▶ Consegna
Riscrivi le voci dalla riga con "Would you mind annotating the beige" fino all'ultima riga delle voci, entrambe comprese e con le richieste, traslando di -26 ogni numero delle coordinate nelle risposte. Non riportare le immagini.

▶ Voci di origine
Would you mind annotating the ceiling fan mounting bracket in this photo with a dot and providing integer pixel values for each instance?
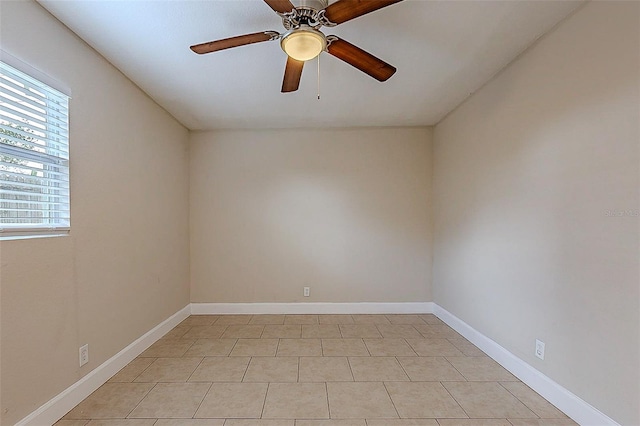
(306, 12)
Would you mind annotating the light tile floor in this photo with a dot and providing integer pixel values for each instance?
(314, 370)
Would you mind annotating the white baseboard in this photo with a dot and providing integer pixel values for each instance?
(579, 410)
(54, 409)
(313, 308)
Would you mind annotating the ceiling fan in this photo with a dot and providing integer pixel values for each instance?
(303, 40)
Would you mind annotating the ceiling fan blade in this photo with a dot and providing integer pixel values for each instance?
(345, 10)
(280, 6)
(364, 61)
(214, 46)
(292, 74)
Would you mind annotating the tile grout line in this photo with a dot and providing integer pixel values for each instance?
(202, 400)
(454, 398)
(384, 384)
(142, 399)
(516, 397)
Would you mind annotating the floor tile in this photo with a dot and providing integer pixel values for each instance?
(122, 422)
(405, 319)
(111, 400)
(177, 332)
(375, 369)
(363, 331)
(132, 370)
(431, 319)
(423, 399)
(233, 319)
(487, 400)
(402, 422)
(335, 319)
(533, 400)
(233, 400)
(211, 347)
(189, 422)
(389, 347)
(324, 369)
(370, 319)
(299, 347)
(301, 319)
(270, 369)
(474, 422)
(437, 331)
(259, 422)
(199, 320)
(542, 422)
(255, 347)
(169, 370)
(282, 331)
(171, 400)
(168, 348)
(204, 332)
(220, 369)
(296, 400)
(429, 369)
(344, 347)
(434, 347)
(399, 331)
(267, 319)
(243, 331)
(359, 400)
(481, 369)
(321, 331)
(466, 347)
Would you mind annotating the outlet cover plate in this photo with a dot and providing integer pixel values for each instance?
(540, 349)
(84, 354)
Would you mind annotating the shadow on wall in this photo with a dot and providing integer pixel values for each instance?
(345, 208)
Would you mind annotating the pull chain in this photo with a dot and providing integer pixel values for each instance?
(318, 77)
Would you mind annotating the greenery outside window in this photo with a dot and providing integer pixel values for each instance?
(34, 157)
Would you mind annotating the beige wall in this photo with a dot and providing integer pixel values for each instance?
(525, 172)
(345, 212)
(124, 267)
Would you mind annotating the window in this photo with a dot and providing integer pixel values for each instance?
(34, 156)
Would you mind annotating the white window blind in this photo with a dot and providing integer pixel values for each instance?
(34, 156)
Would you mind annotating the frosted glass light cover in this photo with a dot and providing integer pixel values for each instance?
(303, 45)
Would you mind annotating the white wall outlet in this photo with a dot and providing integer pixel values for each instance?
(84, 354)
(540, 349)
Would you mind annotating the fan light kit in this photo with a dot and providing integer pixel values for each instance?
(303, 40)
(304, 43)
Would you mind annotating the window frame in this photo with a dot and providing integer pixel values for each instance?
(33, 103)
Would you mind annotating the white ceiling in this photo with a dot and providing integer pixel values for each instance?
(443, 50)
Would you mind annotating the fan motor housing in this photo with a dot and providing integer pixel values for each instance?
(311, 4)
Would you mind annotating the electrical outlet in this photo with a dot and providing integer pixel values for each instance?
(540, 349)
(84, 354)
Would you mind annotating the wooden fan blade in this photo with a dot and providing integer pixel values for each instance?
(214, 46)
(292, 74)
(280, 6)
(364, 61)
(345, 10)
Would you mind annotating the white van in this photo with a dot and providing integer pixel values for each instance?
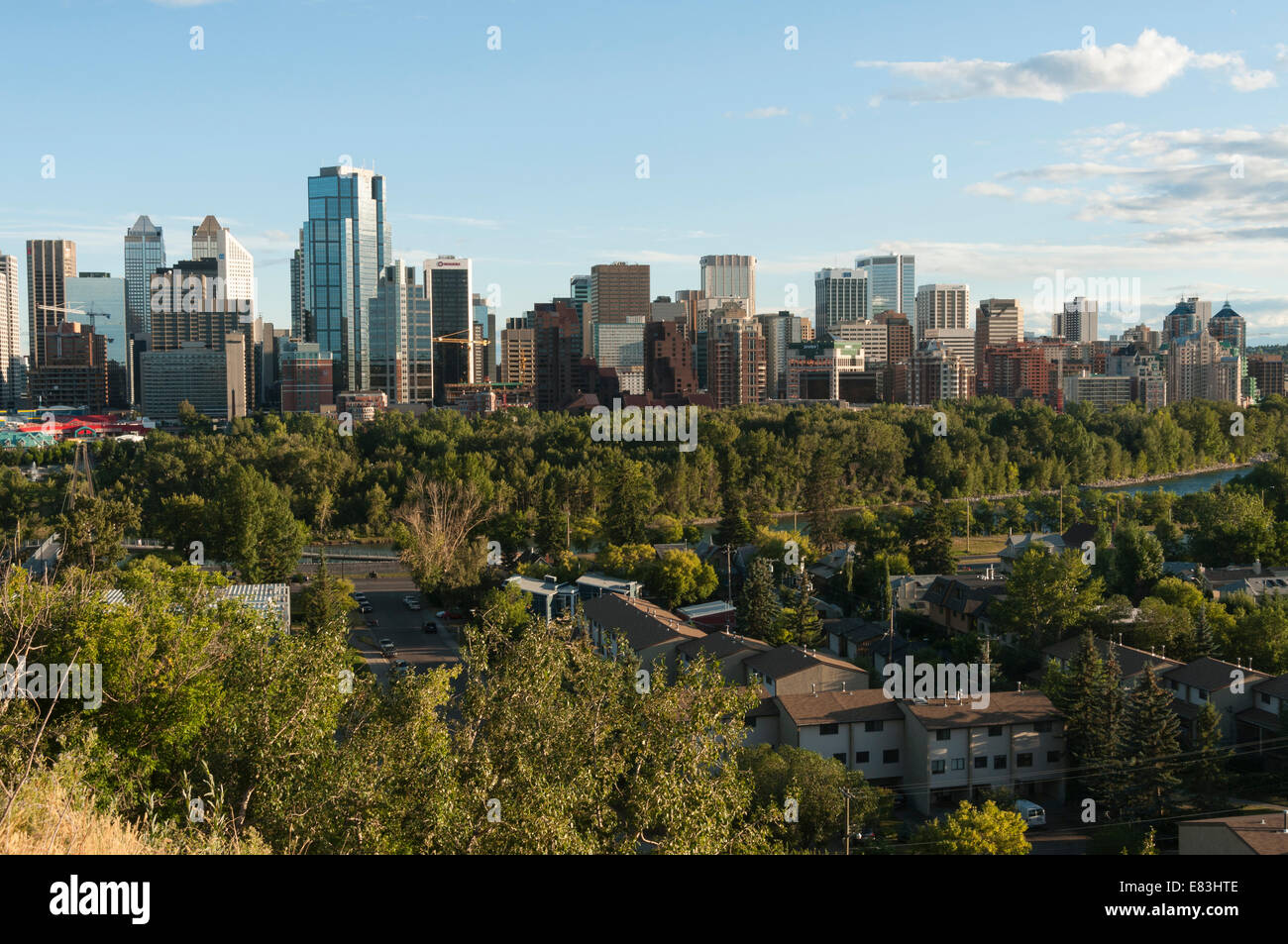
(1031, 813)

▶ Soluzione
Would you mind annotating the beige wall in this photo with a dot and providing integer pixel values for each instance?
(499, 146)
(319, 186)
(98, 241)
Would you mind annotating the window in this photo with a dot and providing integer pixel values for each instance?
(8, 130)
Would you mind annotating the white window blind in this photo with a dot and providing integer pixel values for each instance?
(8, 130)
Would you mind annotating the frosted glass light cover in this photo with a dot and providing integer pixel values for each instance?
(277, 19)
Would you mind annotating the white wall outlet in this photo with a dot and providing integer pixel values for each instance?
(58, 328)
(514, 323)
Would you mind annotating the fan light kit in this photo with a dot and providing integer pixel values for each instance?
(277, 14)
(278, 17)
Would you mind annotating the window frame in this photo with a dot and providing integer pixel values for each instance?
(7, 77)
Would you mind annotating the white ceiling in this photo with a dot and providing integer pixel values for each instance?
(417, 24)
Would you mind annotating the fan motor housing in this photo with a dot and providing integer pixel values for each instance?
(285, -22)
Would you mind annotating the electrical outlet in this photo with a dot and providing integer pixel values for each instance?
(514, 323)
(58, 328)
Would you mind annotating the wooden fan blade in this photo with a dot and providing integer pixel values for each instance?
(188, 20)
(266, 48)
(254, -20)
(338, 35)
(319, -16)
Would you mind annotating the white van in this photo with a dot and providing integer pixel values for each instance?
(1005, 787)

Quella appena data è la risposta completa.